Reading text —
==========

That’s going to be from referencing the
y axis, that’s going to be a distance of
6 minus (x ) ̅. So r, therefore, is going
to be, well the greater value, I am going
to write 12/5 but of course the greater x
value is 6, you can’t have a negative distance
minus 12/5 is going to be equal to, putting
that 6 over 1, finding a common denominator,
we get- the fact that I am running out of
room here, sorry about that-. 6 times 5 is
30. 30 minus 12 or 30 minus 10 is 20 minus
2 is 18. 18 over 5. Alright. Now we have everything
we need. The volume of this solid is going
to be equal to 2 pi times r which is 18/5
times the area of our plane region which is
16/3 is equal to. Now I don’t want to try
and do 2 times 18 times 16 off the top off
my head. So off the top of my head, we get-
the final answer is equal to 576 pi. That’s
not what I said. Let’s try that again. 576.
Okay I am glad that this lesson is almost
over. Let’s try this again. 576 pi over
15 and that reduces to 192/5 pi and that is
the volume of this solid which we have now
found using the washer method, using the shell
method and even though I stopped being able
to copy correctly at the end of the video,
we have found the correct answer using the
Theorem of Pappus. I am Mr. Tarrou. BAM! Go
do your homework.

==========

Recorded information —
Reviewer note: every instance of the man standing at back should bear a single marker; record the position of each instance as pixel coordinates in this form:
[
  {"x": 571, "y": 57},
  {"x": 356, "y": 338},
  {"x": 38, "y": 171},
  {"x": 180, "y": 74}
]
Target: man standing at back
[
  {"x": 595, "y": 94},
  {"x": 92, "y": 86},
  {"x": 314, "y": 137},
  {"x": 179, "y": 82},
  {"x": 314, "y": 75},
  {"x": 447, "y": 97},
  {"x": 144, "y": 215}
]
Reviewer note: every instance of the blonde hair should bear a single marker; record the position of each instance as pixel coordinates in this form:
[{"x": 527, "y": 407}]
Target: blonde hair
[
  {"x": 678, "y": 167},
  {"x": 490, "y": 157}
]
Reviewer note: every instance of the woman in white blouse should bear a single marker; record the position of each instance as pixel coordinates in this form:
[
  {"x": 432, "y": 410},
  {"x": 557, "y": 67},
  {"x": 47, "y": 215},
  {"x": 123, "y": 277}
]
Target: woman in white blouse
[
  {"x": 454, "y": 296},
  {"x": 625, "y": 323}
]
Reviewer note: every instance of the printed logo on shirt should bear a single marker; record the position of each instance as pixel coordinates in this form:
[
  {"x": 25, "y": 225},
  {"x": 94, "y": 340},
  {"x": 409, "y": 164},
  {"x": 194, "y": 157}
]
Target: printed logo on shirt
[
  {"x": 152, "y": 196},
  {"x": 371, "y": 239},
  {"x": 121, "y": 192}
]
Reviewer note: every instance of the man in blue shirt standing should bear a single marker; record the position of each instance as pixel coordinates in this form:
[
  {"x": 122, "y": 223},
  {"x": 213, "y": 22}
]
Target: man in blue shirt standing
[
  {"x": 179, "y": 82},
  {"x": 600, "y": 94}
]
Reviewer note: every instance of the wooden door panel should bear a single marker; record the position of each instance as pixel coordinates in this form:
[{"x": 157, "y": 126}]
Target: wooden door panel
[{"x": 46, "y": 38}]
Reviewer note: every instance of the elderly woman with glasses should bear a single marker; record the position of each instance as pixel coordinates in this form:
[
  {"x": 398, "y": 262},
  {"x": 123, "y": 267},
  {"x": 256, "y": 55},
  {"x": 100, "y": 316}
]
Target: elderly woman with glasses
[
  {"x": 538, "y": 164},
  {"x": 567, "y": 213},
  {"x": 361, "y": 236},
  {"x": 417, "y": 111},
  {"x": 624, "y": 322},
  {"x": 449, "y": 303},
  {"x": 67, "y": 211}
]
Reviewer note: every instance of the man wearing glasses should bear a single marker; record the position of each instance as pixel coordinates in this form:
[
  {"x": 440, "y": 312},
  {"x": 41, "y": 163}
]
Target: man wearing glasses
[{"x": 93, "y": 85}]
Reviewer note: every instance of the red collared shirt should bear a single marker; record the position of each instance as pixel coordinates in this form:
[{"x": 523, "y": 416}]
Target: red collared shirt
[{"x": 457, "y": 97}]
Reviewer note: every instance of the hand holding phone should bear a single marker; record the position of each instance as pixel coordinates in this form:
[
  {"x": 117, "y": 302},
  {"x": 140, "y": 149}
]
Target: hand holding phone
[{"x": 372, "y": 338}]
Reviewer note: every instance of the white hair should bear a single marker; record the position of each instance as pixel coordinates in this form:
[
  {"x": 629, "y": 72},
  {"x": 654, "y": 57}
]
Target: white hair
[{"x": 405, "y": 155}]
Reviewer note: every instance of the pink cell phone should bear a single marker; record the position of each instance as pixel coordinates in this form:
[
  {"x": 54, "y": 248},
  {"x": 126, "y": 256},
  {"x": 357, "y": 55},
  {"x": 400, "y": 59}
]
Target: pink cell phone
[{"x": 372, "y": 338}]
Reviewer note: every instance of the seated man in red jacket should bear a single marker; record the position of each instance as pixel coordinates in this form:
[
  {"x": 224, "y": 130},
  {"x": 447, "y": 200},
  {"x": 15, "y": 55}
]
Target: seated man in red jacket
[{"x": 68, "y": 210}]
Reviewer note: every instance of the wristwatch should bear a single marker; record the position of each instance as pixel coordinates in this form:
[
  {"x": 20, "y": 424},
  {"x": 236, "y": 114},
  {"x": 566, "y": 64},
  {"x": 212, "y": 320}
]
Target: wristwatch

==========

Task statement — In the lesson transcript, what value does the volume of the solid reduce to?

Full solution — 192/5 pi